▶ [GIVEN PROBLEM]
Reproduce word for word the lines of the records below, starting at the line that contains "sleeve in the photo above." and stopping after the line that contains "[[587, 276]]".

[Labeling entries for object positions]

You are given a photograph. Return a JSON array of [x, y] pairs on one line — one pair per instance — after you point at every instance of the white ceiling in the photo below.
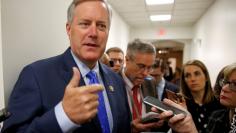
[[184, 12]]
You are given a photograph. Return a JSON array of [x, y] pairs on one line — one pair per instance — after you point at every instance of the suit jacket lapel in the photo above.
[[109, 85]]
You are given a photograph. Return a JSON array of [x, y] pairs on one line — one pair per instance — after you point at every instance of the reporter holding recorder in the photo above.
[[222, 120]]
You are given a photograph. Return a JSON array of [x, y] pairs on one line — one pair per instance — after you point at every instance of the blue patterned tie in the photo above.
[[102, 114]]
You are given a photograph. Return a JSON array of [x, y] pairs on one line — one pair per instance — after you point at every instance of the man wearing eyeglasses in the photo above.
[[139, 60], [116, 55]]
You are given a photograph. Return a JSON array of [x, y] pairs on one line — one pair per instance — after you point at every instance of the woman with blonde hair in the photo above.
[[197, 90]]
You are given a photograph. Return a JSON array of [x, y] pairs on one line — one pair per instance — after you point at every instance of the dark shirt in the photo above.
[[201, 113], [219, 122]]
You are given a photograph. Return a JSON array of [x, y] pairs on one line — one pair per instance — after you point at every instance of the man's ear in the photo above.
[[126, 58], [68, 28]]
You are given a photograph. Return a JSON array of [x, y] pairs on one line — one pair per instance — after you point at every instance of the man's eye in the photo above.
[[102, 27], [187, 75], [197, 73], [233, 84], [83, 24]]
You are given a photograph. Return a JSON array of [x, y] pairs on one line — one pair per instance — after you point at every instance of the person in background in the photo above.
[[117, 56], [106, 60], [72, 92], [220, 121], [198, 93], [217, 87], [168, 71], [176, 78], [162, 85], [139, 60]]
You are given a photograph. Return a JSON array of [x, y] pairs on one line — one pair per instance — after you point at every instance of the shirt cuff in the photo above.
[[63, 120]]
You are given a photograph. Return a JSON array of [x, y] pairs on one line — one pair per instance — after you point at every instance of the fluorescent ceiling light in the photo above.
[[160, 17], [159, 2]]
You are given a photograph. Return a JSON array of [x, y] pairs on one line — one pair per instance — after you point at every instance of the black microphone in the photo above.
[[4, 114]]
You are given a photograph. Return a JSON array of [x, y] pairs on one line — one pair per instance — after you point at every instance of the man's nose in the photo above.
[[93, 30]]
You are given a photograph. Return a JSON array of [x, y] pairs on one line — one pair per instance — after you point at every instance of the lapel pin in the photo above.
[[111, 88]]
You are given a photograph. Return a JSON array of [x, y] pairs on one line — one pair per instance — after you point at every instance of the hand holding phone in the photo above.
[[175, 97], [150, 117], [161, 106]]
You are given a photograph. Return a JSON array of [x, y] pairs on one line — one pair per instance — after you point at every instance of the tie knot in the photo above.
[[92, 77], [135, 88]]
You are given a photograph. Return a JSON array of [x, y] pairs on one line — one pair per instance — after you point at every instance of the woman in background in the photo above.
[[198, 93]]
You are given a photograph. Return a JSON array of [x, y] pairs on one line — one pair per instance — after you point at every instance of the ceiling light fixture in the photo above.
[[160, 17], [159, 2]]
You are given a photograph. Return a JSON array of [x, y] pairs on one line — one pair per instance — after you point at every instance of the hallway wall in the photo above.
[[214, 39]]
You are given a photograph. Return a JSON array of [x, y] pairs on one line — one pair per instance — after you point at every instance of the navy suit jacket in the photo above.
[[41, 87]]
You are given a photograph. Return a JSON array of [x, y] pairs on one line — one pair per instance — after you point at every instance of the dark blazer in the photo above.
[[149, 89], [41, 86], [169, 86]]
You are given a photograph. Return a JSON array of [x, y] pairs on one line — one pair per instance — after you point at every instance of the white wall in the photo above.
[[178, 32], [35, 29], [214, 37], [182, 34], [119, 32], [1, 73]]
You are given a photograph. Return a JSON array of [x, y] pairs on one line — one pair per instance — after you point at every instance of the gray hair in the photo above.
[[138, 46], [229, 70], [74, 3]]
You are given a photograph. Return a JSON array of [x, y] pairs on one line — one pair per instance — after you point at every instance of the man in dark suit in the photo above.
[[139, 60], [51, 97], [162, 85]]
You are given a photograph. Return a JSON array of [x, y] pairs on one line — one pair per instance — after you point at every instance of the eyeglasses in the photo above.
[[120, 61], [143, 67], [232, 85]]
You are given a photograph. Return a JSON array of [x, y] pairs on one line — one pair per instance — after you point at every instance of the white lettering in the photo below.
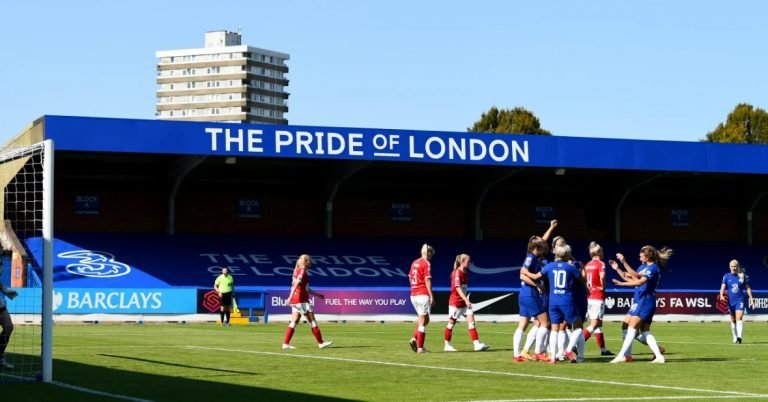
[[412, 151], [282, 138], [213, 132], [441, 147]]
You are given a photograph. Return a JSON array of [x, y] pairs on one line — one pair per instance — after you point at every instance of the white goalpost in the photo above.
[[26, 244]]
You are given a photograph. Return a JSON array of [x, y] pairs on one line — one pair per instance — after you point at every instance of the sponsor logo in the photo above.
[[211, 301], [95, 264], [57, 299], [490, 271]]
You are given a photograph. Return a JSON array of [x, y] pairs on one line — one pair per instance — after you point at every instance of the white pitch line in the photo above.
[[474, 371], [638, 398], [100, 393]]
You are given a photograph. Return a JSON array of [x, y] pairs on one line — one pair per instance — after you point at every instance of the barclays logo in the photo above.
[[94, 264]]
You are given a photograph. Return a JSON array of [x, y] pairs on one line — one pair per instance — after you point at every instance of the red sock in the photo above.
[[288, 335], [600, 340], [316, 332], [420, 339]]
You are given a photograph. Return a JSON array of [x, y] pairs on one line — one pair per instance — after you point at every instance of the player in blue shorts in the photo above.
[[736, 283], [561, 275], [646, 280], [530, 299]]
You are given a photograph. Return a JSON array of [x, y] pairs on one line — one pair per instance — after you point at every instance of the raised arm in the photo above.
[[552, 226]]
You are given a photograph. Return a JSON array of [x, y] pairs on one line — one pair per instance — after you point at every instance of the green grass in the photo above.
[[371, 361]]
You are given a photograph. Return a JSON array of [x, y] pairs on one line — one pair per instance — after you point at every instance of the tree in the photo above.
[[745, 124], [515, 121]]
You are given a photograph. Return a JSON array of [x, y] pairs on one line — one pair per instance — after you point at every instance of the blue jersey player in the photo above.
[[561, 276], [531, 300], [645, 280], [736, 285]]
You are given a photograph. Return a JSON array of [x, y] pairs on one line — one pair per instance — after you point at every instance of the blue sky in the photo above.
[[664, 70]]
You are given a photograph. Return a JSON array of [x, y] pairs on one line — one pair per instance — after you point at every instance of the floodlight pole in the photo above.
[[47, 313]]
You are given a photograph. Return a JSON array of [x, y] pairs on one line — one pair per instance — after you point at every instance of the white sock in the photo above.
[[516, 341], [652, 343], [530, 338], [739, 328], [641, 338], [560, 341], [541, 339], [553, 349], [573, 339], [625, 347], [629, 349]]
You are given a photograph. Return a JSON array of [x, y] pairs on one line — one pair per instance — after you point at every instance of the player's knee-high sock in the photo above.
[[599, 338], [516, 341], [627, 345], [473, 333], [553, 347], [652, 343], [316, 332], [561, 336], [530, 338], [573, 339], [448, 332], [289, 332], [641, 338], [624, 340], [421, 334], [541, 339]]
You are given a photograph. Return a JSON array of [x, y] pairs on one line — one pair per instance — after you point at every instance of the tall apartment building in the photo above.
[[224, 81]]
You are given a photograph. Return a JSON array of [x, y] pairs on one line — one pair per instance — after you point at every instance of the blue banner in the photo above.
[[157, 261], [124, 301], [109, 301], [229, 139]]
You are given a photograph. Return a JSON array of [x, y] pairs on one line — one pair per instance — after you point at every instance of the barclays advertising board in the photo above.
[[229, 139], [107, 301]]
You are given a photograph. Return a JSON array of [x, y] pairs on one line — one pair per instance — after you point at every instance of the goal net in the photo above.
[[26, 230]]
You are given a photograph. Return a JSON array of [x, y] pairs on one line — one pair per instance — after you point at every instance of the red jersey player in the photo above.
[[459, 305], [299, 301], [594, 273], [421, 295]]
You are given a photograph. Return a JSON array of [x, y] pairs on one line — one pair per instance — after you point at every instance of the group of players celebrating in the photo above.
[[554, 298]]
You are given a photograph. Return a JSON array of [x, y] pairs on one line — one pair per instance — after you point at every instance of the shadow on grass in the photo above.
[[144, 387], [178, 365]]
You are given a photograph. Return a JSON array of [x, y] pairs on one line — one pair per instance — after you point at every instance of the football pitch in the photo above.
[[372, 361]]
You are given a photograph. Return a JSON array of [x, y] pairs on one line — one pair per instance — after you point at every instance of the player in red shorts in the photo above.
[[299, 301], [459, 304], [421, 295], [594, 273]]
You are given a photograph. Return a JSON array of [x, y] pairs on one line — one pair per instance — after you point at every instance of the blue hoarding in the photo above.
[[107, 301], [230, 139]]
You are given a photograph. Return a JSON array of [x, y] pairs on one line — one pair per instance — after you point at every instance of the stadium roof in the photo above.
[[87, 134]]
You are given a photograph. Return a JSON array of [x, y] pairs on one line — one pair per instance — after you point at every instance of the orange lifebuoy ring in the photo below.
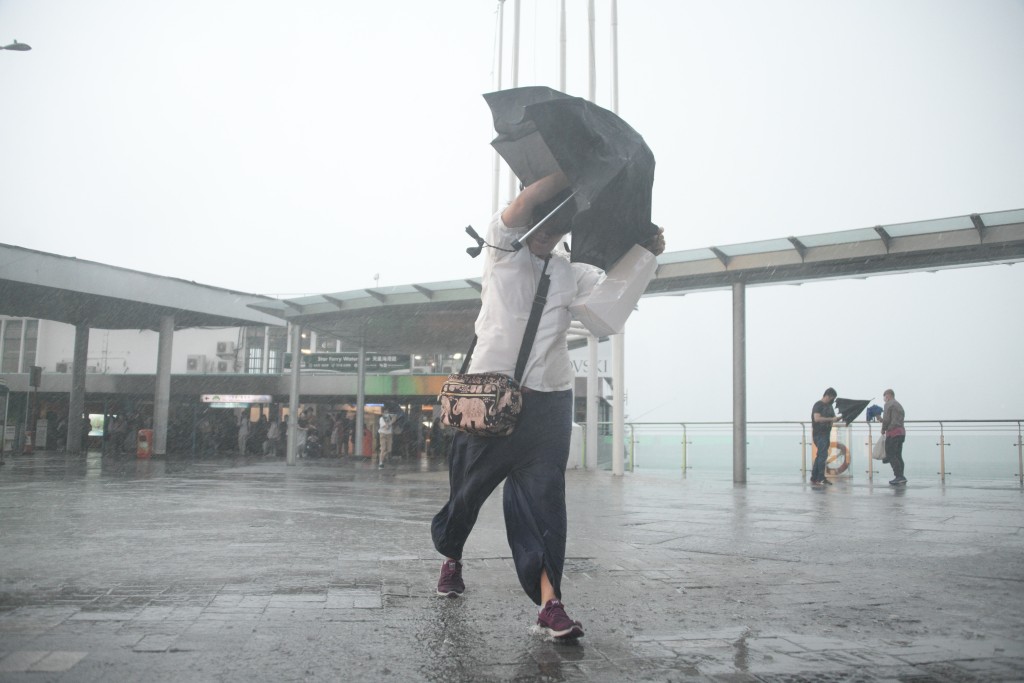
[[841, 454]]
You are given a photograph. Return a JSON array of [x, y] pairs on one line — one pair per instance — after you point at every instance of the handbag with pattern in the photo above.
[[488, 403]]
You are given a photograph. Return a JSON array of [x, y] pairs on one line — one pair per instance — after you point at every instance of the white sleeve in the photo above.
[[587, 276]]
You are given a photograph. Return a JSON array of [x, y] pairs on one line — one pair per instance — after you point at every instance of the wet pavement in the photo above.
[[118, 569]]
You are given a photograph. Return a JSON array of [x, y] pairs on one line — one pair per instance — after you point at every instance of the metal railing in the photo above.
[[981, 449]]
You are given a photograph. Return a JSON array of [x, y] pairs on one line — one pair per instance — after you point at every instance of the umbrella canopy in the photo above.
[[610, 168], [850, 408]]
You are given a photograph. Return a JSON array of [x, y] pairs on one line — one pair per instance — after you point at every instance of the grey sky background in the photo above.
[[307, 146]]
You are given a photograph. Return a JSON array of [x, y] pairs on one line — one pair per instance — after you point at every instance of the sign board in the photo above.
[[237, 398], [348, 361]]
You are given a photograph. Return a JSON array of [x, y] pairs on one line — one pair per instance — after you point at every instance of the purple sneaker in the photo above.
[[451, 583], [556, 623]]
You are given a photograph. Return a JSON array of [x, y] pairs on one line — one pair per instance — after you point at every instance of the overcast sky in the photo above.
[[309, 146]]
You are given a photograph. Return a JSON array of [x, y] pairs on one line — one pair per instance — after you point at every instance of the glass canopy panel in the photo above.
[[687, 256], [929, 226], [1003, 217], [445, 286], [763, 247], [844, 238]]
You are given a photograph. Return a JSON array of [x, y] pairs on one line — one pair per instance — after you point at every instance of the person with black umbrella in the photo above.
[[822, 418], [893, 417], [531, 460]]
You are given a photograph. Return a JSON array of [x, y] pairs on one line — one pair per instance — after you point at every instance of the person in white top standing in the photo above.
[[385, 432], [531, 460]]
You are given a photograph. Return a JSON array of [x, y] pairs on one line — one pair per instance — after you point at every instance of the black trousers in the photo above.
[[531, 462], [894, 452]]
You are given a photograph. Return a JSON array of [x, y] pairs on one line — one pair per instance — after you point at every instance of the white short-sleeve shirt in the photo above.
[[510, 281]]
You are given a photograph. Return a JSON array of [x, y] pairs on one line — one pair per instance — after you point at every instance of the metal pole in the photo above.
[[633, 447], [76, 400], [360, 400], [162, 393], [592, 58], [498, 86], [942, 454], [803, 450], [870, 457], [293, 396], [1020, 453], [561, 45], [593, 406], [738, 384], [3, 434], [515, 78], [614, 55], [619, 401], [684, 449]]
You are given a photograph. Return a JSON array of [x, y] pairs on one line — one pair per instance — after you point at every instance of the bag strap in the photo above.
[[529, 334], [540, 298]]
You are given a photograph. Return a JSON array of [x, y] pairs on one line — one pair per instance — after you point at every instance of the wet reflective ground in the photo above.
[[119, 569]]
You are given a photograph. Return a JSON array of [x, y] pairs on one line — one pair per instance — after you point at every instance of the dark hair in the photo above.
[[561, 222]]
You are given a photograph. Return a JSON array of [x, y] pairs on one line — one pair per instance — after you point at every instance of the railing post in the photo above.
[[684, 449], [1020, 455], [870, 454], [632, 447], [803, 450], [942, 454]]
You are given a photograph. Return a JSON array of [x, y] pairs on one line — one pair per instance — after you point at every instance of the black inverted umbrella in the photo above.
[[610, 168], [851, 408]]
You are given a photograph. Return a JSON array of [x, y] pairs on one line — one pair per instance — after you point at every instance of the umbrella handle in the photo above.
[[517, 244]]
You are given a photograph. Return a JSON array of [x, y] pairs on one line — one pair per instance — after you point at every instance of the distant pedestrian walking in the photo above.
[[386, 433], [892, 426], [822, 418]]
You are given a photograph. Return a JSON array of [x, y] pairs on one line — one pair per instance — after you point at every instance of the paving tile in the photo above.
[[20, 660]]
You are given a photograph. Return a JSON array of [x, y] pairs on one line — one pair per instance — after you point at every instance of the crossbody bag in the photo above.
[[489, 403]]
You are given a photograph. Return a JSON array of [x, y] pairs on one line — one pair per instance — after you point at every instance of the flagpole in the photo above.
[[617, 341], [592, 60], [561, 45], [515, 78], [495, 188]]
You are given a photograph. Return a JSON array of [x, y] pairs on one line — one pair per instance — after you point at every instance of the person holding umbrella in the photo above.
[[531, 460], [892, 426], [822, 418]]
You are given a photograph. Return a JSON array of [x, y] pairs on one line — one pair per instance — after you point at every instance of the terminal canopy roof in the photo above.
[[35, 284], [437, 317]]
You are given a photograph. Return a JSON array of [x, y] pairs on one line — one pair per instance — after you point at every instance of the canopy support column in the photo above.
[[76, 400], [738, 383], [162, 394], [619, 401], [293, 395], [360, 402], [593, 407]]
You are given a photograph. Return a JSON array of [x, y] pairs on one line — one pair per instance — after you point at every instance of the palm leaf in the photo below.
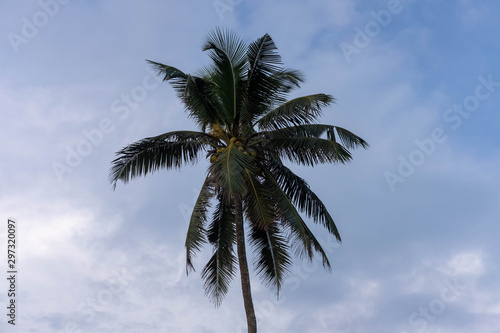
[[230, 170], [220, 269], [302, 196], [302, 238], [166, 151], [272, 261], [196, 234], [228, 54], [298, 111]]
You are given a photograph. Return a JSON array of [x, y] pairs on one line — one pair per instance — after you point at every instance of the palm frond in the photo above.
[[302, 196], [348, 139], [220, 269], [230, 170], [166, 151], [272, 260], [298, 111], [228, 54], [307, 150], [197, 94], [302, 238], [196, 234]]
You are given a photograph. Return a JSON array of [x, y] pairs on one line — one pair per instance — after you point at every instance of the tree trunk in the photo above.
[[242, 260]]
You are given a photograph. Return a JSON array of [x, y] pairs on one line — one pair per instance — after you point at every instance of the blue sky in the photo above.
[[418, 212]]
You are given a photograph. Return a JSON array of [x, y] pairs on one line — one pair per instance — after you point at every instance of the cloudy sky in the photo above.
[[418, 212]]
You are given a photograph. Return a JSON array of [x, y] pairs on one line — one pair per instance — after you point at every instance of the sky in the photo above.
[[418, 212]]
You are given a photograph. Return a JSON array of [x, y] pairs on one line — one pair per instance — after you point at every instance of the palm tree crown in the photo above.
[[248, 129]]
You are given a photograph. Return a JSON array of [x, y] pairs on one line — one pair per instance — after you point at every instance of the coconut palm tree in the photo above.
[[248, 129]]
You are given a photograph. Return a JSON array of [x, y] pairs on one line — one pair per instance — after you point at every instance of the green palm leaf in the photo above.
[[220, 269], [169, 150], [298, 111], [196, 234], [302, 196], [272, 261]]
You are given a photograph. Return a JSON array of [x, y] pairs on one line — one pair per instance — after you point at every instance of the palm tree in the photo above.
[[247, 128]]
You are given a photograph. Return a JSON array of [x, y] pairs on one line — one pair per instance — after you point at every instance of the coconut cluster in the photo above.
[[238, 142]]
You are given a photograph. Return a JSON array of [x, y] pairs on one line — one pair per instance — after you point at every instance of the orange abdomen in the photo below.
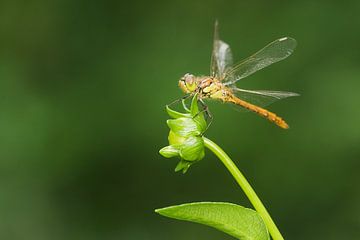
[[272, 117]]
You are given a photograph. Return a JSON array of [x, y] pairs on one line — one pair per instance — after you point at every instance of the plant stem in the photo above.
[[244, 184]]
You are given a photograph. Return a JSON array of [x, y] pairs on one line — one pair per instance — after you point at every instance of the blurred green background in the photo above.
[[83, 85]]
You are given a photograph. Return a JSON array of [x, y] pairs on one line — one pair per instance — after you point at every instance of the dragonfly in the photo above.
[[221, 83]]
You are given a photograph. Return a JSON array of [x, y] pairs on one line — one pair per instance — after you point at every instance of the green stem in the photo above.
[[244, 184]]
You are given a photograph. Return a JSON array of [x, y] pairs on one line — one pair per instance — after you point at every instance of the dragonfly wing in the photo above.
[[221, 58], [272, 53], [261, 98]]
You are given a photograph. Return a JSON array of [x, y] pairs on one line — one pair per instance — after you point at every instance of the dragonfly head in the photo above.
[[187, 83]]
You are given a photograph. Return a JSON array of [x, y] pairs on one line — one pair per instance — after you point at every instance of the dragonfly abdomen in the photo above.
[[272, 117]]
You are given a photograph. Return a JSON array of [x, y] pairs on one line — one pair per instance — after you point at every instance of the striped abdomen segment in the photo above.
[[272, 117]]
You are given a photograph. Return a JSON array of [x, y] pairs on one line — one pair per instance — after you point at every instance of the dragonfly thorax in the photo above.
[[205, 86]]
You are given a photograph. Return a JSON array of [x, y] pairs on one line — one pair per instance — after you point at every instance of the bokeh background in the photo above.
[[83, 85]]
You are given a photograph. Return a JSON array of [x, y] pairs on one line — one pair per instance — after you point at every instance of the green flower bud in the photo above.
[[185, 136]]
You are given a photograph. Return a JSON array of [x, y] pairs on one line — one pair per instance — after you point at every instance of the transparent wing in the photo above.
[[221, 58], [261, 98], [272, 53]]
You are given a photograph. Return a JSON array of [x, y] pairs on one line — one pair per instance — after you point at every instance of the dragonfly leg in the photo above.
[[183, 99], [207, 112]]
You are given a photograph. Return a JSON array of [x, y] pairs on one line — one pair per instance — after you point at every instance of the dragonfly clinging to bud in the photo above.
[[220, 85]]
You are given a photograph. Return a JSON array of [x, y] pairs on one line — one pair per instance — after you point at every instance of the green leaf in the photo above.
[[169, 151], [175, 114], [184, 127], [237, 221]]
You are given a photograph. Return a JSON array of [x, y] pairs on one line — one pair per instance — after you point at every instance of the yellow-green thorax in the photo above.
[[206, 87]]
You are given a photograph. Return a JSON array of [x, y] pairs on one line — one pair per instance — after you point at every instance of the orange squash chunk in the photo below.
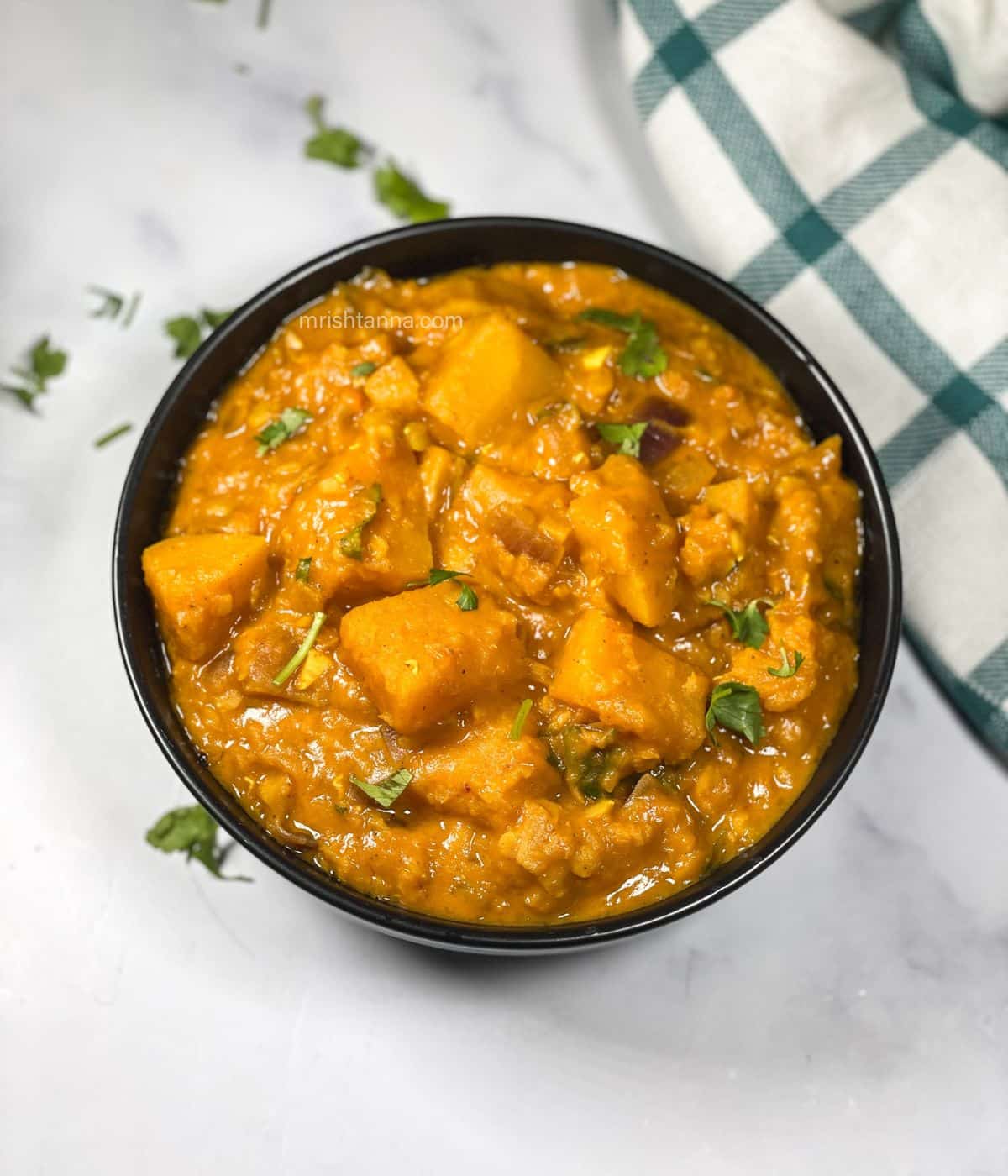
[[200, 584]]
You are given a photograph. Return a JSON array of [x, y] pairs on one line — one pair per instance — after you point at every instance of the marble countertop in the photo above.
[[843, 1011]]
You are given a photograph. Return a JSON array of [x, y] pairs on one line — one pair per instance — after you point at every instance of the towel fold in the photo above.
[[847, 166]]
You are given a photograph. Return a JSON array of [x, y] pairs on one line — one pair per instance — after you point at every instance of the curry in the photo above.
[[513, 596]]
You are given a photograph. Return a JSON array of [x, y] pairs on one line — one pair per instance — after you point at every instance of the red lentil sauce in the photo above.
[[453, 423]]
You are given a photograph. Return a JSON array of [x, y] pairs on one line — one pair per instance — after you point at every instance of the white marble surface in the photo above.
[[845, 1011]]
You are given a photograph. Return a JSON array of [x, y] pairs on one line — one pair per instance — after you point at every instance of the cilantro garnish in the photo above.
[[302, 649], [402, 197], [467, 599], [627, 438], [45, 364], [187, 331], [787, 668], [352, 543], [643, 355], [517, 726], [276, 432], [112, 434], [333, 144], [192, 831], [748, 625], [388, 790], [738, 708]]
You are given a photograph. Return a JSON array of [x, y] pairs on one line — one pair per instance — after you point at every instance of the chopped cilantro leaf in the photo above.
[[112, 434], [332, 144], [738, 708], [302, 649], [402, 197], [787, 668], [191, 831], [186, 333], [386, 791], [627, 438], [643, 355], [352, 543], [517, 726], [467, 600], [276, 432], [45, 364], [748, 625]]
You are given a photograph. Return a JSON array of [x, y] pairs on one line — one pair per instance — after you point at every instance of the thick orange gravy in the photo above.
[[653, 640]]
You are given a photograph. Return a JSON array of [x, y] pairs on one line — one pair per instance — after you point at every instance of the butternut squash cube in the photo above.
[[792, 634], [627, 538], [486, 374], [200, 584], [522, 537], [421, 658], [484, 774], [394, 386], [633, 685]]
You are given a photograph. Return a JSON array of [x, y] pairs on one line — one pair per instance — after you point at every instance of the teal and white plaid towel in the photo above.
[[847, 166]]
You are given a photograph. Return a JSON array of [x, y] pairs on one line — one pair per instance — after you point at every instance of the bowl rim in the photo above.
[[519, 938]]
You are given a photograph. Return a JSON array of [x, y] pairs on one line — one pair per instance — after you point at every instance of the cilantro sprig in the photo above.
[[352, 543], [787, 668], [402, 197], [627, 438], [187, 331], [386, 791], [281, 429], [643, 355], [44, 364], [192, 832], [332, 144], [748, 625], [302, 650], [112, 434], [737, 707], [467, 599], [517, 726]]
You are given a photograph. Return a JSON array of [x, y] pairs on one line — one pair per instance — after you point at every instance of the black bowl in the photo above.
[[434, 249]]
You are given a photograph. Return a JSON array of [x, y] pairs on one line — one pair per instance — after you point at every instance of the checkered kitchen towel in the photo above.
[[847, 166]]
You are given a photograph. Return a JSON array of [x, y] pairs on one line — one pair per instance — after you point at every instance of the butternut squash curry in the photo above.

▶ [CORRECT RESULT]
You are given a photograph. Return a JSON array of [x, y] pairs on one line — one pair per instance — after you point at every instance of the white sleeve in the photo above.
[[587, 276]]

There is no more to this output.